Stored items
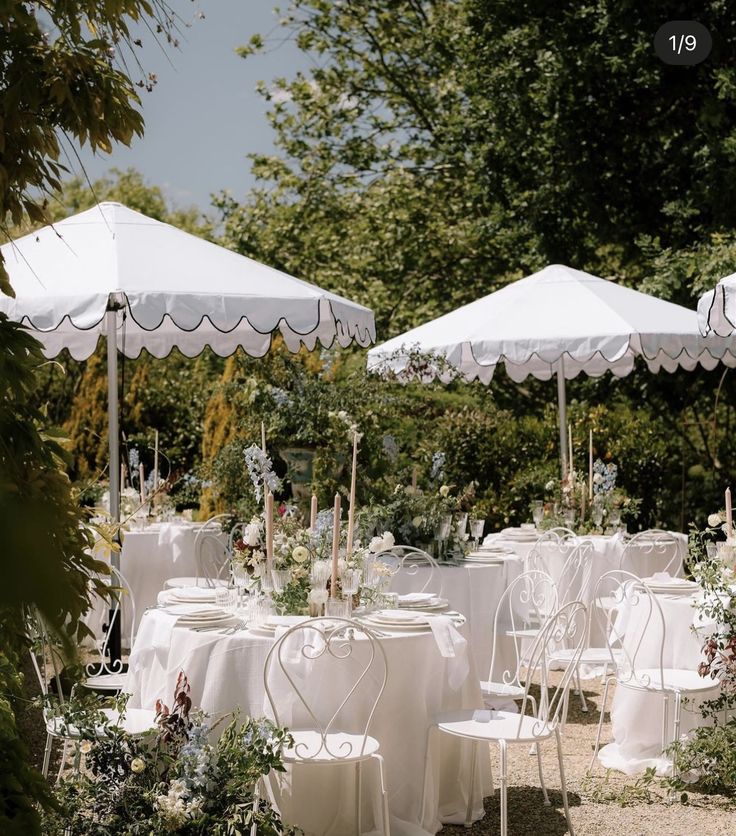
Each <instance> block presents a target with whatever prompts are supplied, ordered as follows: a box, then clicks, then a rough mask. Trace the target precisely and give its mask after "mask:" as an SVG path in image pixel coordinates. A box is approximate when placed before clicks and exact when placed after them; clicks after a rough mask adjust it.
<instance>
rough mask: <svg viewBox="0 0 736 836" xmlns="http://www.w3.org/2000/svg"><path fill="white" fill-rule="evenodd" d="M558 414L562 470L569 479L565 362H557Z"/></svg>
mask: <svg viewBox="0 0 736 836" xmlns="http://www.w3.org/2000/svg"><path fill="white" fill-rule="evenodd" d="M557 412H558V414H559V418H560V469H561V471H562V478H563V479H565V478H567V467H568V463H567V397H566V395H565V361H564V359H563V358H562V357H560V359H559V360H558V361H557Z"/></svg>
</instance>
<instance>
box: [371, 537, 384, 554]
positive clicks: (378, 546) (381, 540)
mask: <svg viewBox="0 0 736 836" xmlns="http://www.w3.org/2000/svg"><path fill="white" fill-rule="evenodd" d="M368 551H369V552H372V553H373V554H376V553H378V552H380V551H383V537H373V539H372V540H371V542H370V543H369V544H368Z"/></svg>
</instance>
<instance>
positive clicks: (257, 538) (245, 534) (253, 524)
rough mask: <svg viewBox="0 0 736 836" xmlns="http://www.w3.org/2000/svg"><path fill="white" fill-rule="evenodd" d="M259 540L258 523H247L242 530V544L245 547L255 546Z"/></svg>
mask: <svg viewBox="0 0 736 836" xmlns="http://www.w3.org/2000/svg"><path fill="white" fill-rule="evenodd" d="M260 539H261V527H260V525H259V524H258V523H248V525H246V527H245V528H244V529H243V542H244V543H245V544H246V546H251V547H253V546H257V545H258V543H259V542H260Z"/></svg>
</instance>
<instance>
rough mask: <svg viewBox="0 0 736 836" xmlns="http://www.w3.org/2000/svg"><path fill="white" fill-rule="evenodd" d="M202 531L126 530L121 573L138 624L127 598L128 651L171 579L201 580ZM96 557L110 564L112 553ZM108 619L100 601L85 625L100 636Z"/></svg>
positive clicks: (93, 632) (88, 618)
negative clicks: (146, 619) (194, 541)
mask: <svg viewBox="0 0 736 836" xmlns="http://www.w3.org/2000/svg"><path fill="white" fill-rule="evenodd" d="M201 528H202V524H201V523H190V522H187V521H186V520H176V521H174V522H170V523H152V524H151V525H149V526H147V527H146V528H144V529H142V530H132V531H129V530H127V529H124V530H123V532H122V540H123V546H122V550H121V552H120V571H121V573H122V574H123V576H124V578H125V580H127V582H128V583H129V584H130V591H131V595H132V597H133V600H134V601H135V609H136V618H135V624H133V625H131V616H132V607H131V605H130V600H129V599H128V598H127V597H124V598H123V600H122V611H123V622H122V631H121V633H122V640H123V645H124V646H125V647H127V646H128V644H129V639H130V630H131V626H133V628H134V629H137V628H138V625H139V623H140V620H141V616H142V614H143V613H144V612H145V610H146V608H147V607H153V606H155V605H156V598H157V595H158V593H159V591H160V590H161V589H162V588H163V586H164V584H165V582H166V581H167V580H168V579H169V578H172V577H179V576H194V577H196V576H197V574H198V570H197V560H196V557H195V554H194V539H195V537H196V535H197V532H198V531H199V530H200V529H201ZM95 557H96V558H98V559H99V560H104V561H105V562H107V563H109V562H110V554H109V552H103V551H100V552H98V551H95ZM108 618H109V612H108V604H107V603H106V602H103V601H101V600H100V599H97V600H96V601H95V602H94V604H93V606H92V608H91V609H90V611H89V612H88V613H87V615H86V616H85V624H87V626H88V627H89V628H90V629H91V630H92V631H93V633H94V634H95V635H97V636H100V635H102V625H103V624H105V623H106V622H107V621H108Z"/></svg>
* * *
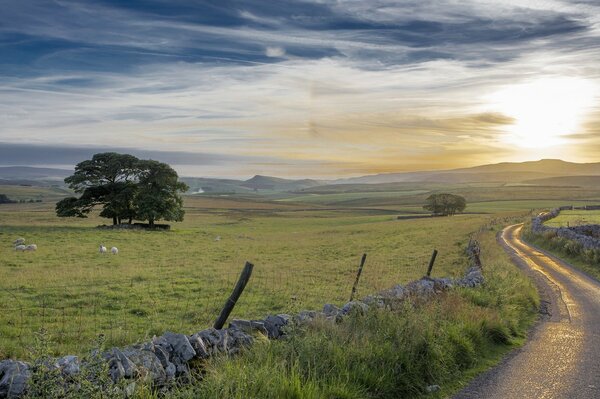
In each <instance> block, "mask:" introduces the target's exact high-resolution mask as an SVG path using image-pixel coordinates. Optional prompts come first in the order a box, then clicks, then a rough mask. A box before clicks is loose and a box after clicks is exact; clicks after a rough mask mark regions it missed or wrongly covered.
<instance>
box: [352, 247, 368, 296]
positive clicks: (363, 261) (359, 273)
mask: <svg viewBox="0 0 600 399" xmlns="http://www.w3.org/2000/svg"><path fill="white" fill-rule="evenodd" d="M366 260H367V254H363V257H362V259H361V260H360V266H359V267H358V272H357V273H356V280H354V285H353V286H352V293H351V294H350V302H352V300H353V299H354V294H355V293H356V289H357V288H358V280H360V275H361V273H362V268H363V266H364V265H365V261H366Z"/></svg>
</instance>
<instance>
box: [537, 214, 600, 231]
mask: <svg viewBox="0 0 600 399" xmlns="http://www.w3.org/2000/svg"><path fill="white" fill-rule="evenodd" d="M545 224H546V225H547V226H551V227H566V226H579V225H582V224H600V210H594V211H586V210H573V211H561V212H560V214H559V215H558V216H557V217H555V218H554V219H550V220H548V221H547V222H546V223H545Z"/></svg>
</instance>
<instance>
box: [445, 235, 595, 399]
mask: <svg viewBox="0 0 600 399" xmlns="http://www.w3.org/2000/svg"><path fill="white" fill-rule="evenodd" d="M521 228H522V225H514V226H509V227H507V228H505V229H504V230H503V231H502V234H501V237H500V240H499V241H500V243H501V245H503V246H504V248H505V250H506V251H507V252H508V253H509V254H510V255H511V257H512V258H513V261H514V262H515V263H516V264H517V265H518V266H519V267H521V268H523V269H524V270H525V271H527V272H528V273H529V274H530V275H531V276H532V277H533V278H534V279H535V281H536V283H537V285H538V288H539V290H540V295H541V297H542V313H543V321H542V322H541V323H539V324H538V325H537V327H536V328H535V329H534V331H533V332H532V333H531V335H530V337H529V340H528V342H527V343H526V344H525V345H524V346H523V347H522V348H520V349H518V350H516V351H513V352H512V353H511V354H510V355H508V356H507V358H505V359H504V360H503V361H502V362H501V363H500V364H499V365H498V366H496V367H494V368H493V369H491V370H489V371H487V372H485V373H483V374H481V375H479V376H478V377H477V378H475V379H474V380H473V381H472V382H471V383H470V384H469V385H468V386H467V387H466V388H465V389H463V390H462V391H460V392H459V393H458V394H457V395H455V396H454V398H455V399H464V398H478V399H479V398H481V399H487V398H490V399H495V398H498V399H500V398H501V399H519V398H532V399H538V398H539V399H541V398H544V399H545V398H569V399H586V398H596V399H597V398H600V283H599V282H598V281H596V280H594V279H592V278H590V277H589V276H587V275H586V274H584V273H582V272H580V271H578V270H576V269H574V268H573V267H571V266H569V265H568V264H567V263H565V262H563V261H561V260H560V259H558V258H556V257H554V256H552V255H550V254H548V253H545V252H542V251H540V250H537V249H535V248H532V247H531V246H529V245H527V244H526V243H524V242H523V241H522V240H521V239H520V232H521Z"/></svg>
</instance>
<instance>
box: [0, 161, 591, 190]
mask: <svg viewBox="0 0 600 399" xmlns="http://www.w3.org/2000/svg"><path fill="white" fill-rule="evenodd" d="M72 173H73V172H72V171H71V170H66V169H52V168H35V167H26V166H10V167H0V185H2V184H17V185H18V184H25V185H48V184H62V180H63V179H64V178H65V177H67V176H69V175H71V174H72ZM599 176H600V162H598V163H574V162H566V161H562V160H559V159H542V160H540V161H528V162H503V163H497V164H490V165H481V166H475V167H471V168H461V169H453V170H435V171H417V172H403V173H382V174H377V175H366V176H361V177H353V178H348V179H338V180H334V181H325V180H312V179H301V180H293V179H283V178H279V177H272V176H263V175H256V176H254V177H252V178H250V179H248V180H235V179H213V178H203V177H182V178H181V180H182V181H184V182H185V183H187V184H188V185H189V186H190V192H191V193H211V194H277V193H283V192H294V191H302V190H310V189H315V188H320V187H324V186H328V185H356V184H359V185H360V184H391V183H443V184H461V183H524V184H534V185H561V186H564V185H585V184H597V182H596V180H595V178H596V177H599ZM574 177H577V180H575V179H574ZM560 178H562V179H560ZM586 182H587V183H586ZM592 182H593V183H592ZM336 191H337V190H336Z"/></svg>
* * *
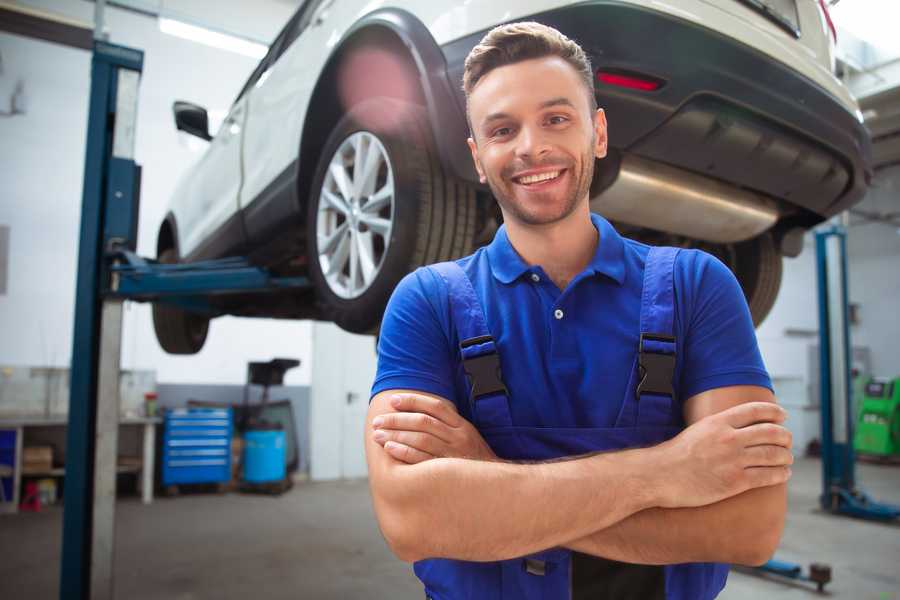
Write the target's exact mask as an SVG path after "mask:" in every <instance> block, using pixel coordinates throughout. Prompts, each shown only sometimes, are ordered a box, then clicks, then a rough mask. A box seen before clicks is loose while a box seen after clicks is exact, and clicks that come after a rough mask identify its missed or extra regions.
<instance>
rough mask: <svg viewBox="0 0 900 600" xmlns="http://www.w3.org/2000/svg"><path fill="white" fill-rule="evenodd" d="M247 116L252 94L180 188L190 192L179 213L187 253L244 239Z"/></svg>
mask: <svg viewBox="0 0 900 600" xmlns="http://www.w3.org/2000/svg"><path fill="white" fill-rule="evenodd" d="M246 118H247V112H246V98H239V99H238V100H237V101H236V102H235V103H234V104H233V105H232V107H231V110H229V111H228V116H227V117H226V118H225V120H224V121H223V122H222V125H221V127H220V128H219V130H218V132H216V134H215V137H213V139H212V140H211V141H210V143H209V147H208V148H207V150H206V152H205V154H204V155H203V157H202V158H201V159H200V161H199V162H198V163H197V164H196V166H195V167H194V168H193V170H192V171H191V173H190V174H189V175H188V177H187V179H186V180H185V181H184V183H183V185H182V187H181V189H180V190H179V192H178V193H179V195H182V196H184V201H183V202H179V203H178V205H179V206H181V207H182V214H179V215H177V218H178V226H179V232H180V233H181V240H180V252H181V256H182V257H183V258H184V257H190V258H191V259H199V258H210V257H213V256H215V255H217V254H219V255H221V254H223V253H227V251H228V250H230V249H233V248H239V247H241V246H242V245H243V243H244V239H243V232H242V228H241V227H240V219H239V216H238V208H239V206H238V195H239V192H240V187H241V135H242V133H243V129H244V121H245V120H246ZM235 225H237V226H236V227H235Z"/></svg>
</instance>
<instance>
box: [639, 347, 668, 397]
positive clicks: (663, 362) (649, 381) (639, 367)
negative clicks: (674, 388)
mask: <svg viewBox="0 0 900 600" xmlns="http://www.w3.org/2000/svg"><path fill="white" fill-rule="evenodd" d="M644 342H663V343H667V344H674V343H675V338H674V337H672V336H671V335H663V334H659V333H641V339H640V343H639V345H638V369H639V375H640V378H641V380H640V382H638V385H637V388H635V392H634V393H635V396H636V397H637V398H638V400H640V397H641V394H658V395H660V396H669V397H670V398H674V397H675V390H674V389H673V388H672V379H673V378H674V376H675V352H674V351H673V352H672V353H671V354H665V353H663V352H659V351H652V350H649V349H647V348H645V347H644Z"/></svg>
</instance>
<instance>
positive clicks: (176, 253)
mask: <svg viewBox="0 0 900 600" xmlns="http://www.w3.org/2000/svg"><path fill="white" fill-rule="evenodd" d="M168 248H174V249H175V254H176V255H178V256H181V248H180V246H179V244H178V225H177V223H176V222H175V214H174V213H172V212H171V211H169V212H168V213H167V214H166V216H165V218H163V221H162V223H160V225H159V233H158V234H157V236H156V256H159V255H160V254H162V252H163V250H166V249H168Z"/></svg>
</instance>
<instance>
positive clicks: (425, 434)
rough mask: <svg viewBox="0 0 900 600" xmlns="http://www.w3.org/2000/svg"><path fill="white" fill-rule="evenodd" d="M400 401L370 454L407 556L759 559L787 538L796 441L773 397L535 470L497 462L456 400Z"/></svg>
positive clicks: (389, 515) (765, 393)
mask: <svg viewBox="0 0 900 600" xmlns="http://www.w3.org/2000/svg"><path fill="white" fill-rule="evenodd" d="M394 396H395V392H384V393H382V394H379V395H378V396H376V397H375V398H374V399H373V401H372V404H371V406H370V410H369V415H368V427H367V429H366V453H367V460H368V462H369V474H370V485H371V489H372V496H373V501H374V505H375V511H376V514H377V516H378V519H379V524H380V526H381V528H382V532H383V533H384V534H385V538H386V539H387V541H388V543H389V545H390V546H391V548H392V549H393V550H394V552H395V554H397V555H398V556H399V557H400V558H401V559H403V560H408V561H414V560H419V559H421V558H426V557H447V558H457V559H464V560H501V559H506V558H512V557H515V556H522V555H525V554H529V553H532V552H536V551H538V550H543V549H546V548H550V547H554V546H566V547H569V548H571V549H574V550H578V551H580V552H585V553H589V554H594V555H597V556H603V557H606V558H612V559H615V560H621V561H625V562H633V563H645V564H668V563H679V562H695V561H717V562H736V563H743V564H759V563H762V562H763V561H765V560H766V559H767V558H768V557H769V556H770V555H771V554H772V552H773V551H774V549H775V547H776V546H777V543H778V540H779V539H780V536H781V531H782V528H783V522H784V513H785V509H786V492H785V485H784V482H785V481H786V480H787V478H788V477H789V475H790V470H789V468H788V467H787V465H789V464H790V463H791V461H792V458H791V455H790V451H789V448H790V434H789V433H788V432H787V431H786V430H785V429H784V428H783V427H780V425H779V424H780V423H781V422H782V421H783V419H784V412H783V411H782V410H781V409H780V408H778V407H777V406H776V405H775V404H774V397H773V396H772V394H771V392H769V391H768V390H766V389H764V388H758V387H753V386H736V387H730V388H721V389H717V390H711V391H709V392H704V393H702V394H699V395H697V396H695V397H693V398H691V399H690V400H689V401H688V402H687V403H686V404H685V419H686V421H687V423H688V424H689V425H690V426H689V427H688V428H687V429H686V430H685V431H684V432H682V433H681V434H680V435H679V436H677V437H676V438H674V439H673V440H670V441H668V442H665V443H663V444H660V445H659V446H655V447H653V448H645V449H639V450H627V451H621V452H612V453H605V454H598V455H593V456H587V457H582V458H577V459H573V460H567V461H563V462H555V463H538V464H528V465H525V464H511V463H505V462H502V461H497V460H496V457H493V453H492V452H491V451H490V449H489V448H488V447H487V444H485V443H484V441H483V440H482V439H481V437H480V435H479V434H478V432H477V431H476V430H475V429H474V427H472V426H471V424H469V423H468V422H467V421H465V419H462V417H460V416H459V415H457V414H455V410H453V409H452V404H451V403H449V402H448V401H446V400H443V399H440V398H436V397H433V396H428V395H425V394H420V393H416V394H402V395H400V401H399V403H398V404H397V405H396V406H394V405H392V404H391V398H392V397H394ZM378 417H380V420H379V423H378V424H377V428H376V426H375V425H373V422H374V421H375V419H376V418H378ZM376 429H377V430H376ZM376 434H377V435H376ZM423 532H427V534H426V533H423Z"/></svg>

-- DIRECTIVE --
Return every line of the items that contains the string "positive". Matching is case-sensitive.

-- RESULT OF THIS EXERCISE --
positive clicks: (378, 546) (381, 540)
positive clicks: (257, 538) (245, 534) (253, 524)
positive clicks: (93, 632) (88, 618)
positive clicks: (363, 261) (359, 273)
positive clicks: (663, 362) (649, 381) (639, 367)
positive clicks: (176, 253)
positive clicks: (425, 434)
positive clicks: (389, 515) (765, 393)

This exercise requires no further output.